(Stored data)
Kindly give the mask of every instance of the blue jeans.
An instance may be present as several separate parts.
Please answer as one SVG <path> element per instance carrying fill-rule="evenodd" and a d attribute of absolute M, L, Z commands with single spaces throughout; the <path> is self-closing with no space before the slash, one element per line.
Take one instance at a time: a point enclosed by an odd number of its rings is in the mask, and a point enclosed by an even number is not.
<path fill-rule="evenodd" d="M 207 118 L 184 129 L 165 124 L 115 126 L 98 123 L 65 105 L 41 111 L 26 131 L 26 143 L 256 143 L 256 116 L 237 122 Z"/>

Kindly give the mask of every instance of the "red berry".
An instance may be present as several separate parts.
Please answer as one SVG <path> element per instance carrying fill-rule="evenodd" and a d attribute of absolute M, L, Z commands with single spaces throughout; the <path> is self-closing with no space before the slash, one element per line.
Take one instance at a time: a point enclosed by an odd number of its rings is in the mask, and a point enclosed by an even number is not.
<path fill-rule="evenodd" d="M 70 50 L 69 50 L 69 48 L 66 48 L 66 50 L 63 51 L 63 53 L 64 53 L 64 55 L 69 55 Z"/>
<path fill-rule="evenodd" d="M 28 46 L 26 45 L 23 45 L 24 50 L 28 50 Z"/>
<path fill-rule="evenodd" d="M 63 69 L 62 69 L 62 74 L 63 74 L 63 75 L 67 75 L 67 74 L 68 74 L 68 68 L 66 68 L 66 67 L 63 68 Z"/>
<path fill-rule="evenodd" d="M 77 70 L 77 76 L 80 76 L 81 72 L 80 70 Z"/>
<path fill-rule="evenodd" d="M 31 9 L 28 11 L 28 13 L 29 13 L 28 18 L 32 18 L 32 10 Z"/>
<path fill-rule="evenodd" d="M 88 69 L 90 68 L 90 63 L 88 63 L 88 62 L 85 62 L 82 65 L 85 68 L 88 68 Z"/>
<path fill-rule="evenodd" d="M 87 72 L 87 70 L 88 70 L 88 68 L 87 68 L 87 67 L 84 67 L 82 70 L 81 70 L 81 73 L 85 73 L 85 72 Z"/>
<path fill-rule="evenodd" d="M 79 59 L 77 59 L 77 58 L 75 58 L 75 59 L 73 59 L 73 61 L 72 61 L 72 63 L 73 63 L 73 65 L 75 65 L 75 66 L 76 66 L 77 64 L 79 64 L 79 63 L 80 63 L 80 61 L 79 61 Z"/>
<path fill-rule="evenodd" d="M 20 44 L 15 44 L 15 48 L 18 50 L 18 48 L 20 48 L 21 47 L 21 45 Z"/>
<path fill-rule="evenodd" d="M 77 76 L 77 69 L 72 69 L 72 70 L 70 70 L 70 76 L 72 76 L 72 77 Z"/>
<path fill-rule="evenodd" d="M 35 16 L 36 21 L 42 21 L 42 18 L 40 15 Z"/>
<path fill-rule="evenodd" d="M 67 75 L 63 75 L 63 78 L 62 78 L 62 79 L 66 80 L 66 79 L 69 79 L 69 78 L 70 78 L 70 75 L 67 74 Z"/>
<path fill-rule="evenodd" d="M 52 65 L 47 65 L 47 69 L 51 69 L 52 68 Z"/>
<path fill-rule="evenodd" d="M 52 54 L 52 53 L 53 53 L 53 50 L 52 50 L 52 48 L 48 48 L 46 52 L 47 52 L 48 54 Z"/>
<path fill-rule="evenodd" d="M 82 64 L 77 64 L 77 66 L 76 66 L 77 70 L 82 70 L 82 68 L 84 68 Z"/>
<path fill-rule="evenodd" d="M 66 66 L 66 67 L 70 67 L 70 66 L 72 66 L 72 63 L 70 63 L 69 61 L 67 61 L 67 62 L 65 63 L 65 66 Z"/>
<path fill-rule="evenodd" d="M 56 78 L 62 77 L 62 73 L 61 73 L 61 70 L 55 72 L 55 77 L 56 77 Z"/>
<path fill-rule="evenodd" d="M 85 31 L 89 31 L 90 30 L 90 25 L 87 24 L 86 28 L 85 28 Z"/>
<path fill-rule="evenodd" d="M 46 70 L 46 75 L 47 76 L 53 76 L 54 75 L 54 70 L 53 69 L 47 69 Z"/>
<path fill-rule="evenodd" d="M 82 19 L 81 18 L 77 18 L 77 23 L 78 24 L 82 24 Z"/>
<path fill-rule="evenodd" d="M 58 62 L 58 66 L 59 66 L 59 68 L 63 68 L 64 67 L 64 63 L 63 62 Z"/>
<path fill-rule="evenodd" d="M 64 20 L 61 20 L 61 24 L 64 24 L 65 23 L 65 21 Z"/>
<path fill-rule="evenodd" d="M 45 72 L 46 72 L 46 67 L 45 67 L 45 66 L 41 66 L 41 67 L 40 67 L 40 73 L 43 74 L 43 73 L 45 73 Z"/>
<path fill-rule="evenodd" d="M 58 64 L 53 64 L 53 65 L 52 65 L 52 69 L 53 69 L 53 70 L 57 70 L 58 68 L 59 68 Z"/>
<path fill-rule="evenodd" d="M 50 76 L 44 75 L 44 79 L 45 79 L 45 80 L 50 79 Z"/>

> [Task directions]: Substitute "disconnected pieces" for "separate parts" wherever it appears in the items above, and reproduce all of them with every other character left unchanged.

> [Solved problem]:
Kindly give the mask of every instance of the blue jeans.
An instance may be present as several disconnected pieces.
Please answer as one SVG <path> element per instance carrying fill-rule="evenodd" and a d attribute of absolute M, L, Z commands with single spaces throughout; the <path> is self-closing with no space before the slash, one element per line.
Take one instance at a time: a point enclosed by an odd number of its rings is in the mask, and a point enclosed by an even number is not.
<path fill-rule="evenodd" d="M 207 118 L 184 129 L 165 124 L 115 126 L 98 123 L 65 105 L 41 111 L 26 131 L 26 143 L 256 143 L 256 116 L 237 122 Z"/>

Kindly give the mask of every instance of the "red berry".
An instance may be present as several disconnected pieces.
Please answer as one SVG <path> element per instance carrying fill-rule="evenodd" and a d attribute of absolute M, L, Z commands with single spaces throughout; the <path> is self-closing with no space before the slash, one element per line.
Take one instance at a time: a point enclosed by an odd number of its rings is in the mask, and a point enclosed by an even number is not.
<path fill-rule="evenodd" d="M 70 50 L 69 50 L 69 48 L 66 48 L 66 50 L 63 51 L 63 53 L 64 53 L 64 55 L 69 55 Z"/>
<path fill-rule="evenodd" d="M 28 46 L 26 45 L 23 45 L 24 50 L 28 50 Z"/>
<path fill-rule="evenodd" d="M 63 69 L 62 69 L 62 74 L 63 74 L 63 75 L 67 75 L 67 74 L 68 74 L 68 68 L 66 68 L 66 67 L 63 68 Z"/>
<path fill-rule="evenodd" d="M 77 70 L 77 76 L 80 76 L 81 72 L 80 70 Z"/>
<path fill-rule="evenodd" d="M 31 9 L 28 11 L 28 13 L 29 13 L 28 18 L 32 18 L 32 10 Z"/>
<path fill-rule="evenodd" d="M 88 69 L 90 68 L 90 63 L 88 63 L 88 62 L 85 62 L 82 65 L 85 68 L 88 68 Z"/>
<path fill-rule="evenodd" d="M 87 72 L 87 70 L 88 70 L 88 68 L 87 68 L 87 67 L 84 67 L 82 70 L 81 70 L 81 73 L 85 73 L 85 72 Z"/>
<path fill-rule="evenodd" d="M 79 59 L 77 59 L 77 58 L 75 58 L 75 59 L 73 59 L 73 61 L 72 61 L 72 63 L 73 63 L 73 65 L 75 65 L 75 66 L 76 66 L 77 64 L 79 64 L 79 63 L 80 63 L 80 61 L 79 61 Z"/>
<path fill-rule="evenodd" d="M 20 44 L 15 44 L 15 48 L 18 50 L 18 48 L 20 48 L 21 47 L 21 45 Z"/>
<path fill-rule="evenodd" d="M 77 76 L 77 69 L 72 69 L 72 70 L 70 70 L 70 76 L 72 76 L 72 77 Z"/>
<path fill-rule="evenodd" d="M 35 16 L 36 21 L 42 21 L 42 18 L 40 15 Z"/>
<path fill-rule="evenodd" d="M 67 75 L 63 75 L 63 78 L 62 78 L 62 79 L 66 80 L 66 79 L 69 79 L 69 78 L 70 78 L 70 75 L 67 74 Z"/>
<path fill-rule="evenodd" d="M 52 65 L 47 65 L 47 69 L 51 69 L 52 68 Z"/>
<path fill-rule="evenodd" d="M 52 54 L 52 53 L 53 53 L 53 50 L 52 50 L 52 48 L 48 48 L 46 52 L 47 52 L 48 54 Z"/>
<path fill-rule="evenodd" d="M 82 64 L 77 64 L 77 66 L 76 66 L 77 70 L 82 70 L 82 68 L 84 68 Z"/>
<path fill-rule="evenodd" d="M 66 66 L 66 67 L 70 67 L 70 66 L 72 66 L 72 63 L 70 63 L 69 61 L 67 61 L 67 62 L 65 63 L 65 66 Z"/>
<path fill-rule="evenodd" d="M 56 78 L 62 77 L 62 73 L 61 73 L 61 70 L 55 72 L 55 77 L 56 77 Z"/>
<path fill-rule="evenodd" d="M 85 31 L 89 31 L 90 30 L 90 25 L 87 24 L 86 28 L 85 28 Z"/>
<path fill-rule="evenodd" d="M 46 70 L 46 75 L 47 76 L 53 76 L 54 75 L 54 70 L 53 69 L 47 69 Z"/>
<path fill-rule="evenodd" d="M 82 19 L 81 18 L 77 18 L 77 23 L 78 24 L 82 24 Z"/>
<path fill-rule="evenodd" d="M 58 62 L 58 66 L 59 66 L 59 68 L 63 68 L 64 67 L 64 63 L 63 62 Z"/>
<path fill-rule="evenodd" d="M 64 20 L 61 20 L 61 24 L 64 24 L 65 23 L 65 21 Z"/>
<path fill-rule="evenodd" d="M 45 72 L 46 72 L 46 67 L 45 67 L 45 66 L 41 66 L 41 67 L 40 67 L 40 73 L 43 74 L 43 73 L 45 73 Z"/>
<path fill-rule="evenodd" d="M 58 64 L 53 64 L 53 65 L 52 65 L 52 69 L 53 69 L 53 70 L 57 70 L 58 68 L 59 68 Z"/>
<path fill-rule="evenodd" d="M 50 76 L 44 75 L 44 79 L 45 79 L 45 80 L 50 79 Z"/>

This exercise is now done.